▸ **DATA EXTRACT**
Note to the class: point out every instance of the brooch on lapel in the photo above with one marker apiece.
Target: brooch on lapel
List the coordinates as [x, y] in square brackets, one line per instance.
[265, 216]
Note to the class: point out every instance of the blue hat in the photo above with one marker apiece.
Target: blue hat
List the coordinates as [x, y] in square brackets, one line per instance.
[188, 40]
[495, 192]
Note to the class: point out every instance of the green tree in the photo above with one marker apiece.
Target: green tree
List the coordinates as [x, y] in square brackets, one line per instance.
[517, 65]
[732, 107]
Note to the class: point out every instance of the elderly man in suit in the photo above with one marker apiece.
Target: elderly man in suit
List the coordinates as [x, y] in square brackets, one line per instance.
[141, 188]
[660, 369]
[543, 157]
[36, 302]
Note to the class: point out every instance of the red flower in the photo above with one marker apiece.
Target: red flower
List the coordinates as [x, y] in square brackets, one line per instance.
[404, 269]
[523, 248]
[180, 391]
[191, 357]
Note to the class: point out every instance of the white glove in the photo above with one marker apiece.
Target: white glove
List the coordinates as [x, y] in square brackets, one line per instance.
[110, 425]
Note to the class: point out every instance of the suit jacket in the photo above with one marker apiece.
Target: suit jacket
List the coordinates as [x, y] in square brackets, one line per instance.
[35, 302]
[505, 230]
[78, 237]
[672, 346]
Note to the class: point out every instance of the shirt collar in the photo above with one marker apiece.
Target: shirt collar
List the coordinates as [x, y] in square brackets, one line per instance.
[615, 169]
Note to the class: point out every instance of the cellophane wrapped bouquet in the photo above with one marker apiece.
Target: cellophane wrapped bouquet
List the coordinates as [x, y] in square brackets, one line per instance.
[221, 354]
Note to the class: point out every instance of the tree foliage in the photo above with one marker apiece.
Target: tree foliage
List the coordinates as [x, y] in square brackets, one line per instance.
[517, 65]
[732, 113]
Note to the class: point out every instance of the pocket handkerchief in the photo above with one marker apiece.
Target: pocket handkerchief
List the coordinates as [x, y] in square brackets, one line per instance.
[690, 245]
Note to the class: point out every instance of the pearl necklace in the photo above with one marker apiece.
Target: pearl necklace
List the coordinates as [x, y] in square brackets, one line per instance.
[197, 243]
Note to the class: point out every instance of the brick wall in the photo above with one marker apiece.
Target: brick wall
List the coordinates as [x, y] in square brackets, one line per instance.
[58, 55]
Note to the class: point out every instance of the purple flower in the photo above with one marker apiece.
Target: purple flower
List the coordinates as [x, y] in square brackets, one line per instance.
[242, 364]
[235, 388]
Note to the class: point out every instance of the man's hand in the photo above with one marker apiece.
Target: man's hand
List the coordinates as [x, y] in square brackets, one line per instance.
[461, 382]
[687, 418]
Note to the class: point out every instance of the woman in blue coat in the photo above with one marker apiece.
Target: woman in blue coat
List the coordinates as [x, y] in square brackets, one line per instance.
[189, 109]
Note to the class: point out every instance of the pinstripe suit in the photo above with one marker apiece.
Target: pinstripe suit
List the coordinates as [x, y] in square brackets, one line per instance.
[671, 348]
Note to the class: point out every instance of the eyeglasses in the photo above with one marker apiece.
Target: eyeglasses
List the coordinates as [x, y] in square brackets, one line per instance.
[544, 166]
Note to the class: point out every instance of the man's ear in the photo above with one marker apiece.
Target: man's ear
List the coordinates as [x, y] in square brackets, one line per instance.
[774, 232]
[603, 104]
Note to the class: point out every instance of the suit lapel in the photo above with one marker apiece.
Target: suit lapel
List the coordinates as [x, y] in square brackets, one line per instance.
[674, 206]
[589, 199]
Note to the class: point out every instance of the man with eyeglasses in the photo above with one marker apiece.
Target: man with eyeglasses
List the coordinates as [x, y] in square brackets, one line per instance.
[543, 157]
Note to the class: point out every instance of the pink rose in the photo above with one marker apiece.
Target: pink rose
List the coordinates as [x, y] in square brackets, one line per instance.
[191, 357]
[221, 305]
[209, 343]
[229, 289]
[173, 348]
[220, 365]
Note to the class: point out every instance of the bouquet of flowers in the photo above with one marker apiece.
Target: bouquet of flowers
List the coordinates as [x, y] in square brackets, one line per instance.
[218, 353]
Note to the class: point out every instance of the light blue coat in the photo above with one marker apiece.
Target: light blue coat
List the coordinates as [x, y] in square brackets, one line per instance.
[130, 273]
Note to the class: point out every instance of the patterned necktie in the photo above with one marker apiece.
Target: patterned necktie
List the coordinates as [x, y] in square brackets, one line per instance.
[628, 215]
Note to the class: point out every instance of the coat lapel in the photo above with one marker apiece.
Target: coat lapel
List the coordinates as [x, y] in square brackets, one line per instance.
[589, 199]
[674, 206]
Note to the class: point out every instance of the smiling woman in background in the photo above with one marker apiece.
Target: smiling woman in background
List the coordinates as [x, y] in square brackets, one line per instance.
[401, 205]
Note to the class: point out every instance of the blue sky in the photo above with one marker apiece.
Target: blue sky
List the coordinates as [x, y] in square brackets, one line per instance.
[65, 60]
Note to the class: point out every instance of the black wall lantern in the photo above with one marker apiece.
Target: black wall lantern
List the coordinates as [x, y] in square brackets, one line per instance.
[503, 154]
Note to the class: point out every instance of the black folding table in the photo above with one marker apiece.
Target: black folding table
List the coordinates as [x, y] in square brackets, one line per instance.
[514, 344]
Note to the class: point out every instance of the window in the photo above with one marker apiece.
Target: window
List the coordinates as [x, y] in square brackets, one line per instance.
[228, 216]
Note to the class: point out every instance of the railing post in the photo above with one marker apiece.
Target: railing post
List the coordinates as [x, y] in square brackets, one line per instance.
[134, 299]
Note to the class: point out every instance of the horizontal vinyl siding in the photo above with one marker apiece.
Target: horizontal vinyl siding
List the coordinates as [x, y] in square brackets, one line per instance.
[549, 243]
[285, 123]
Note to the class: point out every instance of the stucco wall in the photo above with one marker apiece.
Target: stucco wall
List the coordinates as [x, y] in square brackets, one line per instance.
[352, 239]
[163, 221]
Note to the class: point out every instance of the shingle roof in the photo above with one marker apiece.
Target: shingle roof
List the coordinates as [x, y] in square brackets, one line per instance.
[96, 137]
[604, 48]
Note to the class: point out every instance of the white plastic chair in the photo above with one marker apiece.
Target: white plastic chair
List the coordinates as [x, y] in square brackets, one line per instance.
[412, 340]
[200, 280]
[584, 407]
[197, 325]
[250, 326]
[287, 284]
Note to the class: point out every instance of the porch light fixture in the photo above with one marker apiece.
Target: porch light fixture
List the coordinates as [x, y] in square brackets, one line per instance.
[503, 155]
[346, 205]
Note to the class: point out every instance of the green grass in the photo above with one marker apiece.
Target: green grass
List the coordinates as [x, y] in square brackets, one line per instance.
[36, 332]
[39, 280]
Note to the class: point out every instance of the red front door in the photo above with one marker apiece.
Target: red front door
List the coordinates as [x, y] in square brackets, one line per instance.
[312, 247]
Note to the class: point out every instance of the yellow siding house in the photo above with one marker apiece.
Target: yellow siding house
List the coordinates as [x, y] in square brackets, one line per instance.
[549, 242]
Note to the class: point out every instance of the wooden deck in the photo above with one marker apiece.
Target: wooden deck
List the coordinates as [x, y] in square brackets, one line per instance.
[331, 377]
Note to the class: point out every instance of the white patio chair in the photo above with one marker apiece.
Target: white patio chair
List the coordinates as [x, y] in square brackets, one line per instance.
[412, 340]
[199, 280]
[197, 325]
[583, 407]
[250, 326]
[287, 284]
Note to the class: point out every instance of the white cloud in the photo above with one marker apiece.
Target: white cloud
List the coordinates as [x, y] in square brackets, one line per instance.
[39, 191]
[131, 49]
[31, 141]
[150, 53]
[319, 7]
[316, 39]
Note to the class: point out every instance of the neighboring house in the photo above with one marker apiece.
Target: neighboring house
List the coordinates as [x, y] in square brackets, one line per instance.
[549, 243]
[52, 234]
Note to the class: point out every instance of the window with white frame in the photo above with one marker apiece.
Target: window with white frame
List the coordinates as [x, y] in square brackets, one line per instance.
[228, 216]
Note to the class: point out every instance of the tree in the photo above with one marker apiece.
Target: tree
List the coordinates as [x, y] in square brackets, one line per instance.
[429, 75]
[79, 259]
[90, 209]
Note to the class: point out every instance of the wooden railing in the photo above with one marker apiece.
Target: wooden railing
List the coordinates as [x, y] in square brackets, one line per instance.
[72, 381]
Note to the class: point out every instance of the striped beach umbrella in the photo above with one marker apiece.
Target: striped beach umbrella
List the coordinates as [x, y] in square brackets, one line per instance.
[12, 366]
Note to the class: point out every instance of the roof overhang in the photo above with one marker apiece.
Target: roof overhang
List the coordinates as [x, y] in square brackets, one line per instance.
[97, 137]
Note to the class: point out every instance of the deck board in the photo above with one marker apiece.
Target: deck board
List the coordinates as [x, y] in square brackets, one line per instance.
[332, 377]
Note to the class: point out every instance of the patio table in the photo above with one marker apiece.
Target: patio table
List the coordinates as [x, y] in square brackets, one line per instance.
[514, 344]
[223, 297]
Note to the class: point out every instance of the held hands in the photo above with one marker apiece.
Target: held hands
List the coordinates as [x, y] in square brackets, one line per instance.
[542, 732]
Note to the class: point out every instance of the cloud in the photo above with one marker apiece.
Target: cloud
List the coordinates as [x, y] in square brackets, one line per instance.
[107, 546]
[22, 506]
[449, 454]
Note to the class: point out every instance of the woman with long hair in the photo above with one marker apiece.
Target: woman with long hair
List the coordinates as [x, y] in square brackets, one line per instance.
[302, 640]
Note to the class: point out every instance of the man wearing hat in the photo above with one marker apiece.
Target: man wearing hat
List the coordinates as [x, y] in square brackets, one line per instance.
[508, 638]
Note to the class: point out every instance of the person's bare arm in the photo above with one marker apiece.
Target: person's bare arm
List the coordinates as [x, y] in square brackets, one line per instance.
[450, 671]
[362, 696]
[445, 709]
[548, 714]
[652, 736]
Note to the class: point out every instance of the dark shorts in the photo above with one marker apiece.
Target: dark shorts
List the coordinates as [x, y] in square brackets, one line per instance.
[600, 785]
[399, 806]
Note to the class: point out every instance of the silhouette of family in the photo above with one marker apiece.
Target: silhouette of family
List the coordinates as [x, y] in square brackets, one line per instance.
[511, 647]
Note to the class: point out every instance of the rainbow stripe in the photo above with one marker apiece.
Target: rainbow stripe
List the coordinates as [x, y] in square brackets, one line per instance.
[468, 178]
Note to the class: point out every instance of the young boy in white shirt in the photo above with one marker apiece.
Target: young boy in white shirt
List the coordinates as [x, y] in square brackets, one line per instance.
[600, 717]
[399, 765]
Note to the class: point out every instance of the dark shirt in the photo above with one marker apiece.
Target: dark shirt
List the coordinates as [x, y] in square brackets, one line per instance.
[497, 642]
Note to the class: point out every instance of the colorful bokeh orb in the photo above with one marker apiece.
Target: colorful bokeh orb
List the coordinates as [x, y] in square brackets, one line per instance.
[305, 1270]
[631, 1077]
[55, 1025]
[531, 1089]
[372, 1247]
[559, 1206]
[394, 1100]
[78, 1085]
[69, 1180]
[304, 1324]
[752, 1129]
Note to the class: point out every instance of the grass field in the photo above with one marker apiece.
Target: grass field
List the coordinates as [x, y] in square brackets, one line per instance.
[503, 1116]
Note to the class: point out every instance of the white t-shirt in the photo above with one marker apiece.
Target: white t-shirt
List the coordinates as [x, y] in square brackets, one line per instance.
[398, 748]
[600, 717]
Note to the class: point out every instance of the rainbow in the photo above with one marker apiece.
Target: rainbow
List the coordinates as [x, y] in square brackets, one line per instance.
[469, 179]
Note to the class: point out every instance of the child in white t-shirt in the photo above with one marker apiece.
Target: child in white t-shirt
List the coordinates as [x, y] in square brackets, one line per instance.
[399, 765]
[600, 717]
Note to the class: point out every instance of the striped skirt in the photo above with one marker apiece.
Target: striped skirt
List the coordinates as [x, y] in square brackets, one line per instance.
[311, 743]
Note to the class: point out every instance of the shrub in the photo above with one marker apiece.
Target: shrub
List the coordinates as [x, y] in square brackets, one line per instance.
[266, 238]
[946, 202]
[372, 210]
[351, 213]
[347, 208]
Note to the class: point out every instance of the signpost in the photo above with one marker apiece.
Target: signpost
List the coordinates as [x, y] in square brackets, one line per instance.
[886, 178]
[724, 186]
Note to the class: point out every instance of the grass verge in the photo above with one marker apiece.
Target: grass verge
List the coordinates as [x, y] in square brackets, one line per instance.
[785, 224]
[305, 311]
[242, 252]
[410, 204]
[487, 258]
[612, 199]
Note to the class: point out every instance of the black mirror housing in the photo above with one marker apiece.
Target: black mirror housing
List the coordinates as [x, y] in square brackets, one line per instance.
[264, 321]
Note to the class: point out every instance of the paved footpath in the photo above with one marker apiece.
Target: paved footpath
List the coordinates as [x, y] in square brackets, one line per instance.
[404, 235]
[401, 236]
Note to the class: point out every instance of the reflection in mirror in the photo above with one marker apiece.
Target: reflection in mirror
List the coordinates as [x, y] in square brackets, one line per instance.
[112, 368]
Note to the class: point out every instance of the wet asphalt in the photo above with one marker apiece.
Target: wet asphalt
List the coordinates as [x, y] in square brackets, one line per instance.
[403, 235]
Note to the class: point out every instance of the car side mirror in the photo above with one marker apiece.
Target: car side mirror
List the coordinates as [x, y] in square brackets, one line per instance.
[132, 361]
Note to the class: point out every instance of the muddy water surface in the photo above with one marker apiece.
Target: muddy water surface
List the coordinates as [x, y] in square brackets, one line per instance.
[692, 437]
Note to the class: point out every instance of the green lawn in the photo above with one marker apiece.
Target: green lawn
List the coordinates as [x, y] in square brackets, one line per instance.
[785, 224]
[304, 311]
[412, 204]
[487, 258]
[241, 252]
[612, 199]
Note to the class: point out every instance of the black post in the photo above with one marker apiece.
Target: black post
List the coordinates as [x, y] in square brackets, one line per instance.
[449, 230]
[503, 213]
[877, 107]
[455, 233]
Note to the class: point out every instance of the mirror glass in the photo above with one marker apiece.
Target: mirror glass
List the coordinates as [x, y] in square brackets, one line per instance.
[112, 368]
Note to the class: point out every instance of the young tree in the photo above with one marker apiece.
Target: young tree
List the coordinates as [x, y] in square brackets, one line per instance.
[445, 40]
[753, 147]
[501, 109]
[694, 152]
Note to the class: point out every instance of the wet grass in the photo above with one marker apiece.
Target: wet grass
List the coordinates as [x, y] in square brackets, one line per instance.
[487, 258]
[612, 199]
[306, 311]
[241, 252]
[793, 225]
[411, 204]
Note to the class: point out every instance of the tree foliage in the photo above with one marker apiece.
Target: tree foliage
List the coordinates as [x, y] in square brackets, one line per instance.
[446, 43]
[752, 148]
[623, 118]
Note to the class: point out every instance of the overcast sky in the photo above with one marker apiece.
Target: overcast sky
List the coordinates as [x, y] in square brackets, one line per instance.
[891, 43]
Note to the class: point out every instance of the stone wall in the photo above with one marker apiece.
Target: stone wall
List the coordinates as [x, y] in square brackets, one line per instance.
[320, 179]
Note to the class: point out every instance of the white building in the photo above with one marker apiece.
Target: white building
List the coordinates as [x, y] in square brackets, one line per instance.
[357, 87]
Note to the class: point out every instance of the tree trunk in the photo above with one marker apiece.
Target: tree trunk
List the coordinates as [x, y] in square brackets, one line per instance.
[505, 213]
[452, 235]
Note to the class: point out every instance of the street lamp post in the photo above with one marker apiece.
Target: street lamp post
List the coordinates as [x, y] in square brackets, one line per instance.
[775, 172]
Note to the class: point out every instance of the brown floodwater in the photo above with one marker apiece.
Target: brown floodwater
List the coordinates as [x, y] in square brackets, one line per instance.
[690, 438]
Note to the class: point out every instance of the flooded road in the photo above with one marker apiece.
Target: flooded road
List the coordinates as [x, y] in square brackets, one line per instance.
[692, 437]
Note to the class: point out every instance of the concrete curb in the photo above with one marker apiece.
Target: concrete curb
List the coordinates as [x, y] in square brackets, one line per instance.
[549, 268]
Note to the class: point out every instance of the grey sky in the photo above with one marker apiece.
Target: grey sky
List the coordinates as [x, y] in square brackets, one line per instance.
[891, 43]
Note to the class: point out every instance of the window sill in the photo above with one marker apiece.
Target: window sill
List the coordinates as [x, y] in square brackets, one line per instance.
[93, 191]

▸ **WORK TO COMPLETE**
Give the lines exactly as they stand, from the line with "Note to the class: point out every instance of the flooded" through the end of the material.

▸ **EXERCISE ANSWER**
Note to the class: point out every instance of the flooded road in the photo above with one marker apiece.
Target: flooded road
List the coordinates as [x, y] in square brackets, one line per instance.
[692, 437]
Note to the class: point out every instance of the concrete curb in the photo above with one marker apiece.
Target: concrete curb
List the coordinates as [x, y] in square brackets, one line per instance.
[549, 268]
Note to the class: point out every instance of the grey sky in the photo above with one marker apiece.
Target: grey sky
List the coordinates as [x, y] in square brackets, one line per instance.
[891, 43]
Note to the class: point out every instance of the window sill in the photo above with one marker apiece.
Target: window sill
List the coordinates as [x, y] in square brackets, one line per instance.
[93, 191]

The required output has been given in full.